Scan the entries for lines with the word "ceremonial" and copy those lines.

---- SOURCE RECORDS

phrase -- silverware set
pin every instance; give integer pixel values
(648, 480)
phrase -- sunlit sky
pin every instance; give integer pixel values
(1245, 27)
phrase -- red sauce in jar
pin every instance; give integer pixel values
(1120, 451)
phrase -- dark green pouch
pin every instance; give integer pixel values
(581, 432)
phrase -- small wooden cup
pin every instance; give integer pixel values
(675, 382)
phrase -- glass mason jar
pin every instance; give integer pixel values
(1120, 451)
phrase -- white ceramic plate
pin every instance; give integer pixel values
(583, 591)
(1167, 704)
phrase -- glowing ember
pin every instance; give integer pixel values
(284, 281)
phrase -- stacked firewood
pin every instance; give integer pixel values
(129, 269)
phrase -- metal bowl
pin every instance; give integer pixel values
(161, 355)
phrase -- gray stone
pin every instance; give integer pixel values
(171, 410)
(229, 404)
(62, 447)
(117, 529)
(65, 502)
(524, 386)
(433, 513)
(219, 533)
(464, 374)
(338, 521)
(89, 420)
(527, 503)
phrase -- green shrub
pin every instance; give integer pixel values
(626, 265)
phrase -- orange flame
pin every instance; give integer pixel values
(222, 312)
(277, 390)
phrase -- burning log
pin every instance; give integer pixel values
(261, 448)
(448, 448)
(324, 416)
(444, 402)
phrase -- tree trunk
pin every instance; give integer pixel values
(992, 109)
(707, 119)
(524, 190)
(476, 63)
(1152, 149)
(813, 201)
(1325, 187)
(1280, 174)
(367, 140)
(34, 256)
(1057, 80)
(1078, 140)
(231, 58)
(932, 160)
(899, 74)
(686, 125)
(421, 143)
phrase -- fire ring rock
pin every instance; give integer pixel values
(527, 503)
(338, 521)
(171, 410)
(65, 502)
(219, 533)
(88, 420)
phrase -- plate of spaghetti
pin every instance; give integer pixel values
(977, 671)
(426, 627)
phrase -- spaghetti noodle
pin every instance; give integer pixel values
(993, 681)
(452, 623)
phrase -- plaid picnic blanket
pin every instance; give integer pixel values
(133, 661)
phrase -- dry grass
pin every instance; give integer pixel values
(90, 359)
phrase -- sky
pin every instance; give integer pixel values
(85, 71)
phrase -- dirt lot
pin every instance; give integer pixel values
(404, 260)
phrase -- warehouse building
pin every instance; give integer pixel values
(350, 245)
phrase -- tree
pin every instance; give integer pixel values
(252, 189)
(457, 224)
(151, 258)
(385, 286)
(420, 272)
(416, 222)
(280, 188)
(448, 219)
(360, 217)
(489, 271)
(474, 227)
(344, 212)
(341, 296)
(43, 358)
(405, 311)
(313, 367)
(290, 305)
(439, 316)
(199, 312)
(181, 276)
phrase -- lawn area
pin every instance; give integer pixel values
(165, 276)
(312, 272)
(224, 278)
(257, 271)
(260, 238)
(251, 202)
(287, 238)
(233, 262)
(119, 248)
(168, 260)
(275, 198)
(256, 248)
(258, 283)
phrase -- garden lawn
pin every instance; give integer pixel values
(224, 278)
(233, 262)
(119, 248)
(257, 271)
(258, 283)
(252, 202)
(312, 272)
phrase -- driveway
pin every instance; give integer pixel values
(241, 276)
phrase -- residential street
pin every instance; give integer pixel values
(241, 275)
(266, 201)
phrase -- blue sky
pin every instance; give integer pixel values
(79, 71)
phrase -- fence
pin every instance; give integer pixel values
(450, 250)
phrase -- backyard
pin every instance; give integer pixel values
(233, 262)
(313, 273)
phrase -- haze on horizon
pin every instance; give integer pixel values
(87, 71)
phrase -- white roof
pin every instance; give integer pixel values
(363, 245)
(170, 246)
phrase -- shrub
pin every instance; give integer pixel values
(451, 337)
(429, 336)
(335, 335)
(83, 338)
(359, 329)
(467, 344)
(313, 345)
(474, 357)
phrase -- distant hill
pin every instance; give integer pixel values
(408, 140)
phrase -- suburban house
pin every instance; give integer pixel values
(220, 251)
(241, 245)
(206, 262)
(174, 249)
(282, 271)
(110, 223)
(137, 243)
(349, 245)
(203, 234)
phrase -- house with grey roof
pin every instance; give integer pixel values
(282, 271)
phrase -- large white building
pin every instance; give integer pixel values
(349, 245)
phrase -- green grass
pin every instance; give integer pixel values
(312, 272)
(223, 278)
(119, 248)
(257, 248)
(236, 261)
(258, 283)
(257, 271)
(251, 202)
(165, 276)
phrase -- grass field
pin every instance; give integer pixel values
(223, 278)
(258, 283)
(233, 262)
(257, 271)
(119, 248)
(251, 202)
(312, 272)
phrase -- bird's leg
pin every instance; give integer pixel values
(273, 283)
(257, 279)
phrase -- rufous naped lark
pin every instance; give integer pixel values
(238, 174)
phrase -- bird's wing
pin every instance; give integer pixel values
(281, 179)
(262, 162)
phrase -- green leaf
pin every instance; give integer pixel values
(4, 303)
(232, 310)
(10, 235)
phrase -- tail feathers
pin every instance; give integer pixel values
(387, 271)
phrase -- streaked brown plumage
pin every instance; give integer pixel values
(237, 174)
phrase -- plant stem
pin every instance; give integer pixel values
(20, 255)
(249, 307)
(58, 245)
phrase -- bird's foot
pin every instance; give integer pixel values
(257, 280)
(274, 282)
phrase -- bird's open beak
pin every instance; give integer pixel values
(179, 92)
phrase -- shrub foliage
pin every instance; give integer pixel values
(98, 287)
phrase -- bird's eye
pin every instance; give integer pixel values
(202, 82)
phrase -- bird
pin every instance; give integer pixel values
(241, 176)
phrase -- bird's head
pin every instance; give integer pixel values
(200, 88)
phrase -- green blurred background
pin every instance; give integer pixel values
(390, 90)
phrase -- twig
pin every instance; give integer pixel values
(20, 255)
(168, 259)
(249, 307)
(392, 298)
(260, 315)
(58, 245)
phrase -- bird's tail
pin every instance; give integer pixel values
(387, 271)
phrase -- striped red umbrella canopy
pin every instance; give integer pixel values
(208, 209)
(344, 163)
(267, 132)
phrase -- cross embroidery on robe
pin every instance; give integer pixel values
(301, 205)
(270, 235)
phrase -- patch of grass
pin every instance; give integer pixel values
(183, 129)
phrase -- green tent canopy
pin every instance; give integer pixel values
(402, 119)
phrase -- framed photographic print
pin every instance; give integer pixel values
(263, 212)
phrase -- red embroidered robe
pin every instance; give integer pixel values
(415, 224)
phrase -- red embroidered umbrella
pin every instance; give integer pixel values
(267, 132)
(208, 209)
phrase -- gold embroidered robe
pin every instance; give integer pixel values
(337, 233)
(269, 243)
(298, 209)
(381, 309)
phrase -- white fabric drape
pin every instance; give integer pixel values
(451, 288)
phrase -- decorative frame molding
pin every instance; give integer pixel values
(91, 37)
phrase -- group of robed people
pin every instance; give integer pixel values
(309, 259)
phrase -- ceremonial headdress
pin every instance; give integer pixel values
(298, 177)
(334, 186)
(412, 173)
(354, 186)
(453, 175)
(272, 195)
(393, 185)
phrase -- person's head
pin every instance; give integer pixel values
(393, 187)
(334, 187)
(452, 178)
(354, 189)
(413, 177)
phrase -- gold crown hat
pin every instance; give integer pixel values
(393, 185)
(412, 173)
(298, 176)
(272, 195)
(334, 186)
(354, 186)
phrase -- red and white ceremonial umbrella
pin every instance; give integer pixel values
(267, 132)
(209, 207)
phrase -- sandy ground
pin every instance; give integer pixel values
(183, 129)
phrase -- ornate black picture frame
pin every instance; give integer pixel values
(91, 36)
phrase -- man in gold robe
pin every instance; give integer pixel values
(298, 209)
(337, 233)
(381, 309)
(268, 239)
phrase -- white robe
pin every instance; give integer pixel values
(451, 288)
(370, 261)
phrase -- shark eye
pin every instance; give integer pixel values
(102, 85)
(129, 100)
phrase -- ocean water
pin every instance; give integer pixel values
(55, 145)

--------

*ANSWER BELOW*
phrase -- ceremonial headdress
phrase -- red and white ceremonial umbrella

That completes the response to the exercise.